- **Problem**
Copy the records word for word, starting from the first line and continuing through the line that contains "[[313, 430], [176, 402]]", including that line.

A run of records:
○ ○ ○

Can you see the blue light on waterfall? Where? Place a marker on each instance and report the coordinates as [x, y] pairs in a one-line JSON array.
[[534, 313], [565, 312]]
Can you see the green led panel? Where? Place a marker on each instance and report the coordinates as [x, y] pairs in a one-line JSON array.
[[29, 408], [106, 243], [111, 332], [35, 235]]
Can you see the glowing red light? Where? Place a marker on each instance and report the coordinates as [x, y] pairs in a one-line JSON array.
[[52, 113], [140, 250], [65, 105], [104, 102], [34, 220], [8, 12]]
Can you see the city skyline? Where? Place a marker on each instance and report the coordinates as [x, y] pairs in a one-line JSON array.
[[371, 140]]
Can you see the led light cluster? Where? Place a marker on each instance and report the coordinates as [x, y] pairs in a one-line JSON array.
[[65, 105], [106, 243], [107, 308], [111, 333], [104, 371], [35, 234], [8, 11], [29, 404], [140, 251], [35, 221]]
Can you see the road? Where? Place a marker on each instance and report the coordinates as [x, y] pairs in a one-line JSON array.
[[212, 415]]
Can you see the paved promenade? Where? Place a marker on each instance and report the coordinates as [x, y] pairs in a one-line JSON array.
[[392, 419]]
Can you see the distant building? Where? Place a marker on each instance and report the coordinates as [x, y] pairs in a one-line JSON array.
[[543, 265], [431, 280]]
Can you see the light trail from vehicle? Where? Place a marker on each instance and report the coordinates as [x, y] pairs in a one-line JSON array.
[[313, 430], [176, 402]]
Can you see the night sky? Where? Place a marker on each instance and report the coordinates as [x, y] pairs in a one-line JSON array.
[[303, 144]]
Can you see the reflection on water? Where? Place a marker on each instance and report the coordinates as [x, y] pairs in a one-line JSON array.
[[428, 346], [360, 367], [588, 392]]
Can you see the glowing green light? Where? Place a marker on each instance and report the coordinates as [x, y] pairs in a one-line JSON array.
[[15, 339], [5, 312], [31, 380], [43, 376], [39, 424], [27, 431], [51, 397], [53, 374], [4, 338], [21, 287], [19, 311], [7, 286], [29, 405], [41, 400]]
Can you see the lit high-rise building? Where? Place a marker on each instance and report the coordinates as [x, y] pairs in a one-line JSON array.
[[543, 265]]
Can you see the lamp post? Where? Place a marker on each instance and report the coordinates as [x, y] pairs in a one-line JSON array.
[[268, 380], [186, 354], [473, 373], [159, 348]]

○ ○ ○

- **Answer to this exercise**
Can you see the blue light on waterfall? Where? Place a marker on each instance and report the coordinates as [x, y] pairs in a one-line JSON array.
[[534, 313], [565, 312]]
Can you see the green led panel? Where? Place a marker on each instance and report the coordinates as [x, y] pairs in a one-line JSON array.
[[29, 408], [106, 243], [111, 332], [35, 235]]
Can you see the glowing red light? Where? Place a marker on each instance and report the coordinates as [x, y] pairs in a one-line JSON array.
[[52, 113], [140, 250], [65, 105], [104, 102], [34, 220], [8, 12]]
Can you see the city skyline? Where? Place a marker on each instance and report the coordinates as [x, y] pairs in a one-line JSON array.
[[371, 140]]
Can you see the led light cluster? Where? Place a marker on each instance and report the coordinates as [x, y] pairs in a one-line JSON array.
[[65, 105], [106, 243], [107, 308], [111, 333], [104, 371], [35, 234], [8, 11], [29, 404], [140, 251], [35, 221]]
Can you see the road? Where? Place a marker on each instance and report the coordinates as [x, y] pairs in a one-line JSON array.
[[212, 415]]
Can you see the paved promenade? Where? Place a marker on each instance and report the coordinates as [x, y] pairs in a one-line JSON array.
[[392, 419]]
Can you see the distant building? Where? Place a marker on each instance and report the coordinates as [x, y] pairs in a one-line JSON array.
[[543, 265], [431, 280]]
Can you see the light trail from vehicle? Where? Place a marker on each instance and report the coordinates as [x, y] pairs in a one-line JSON array.
[[313, 430], [176, 402]]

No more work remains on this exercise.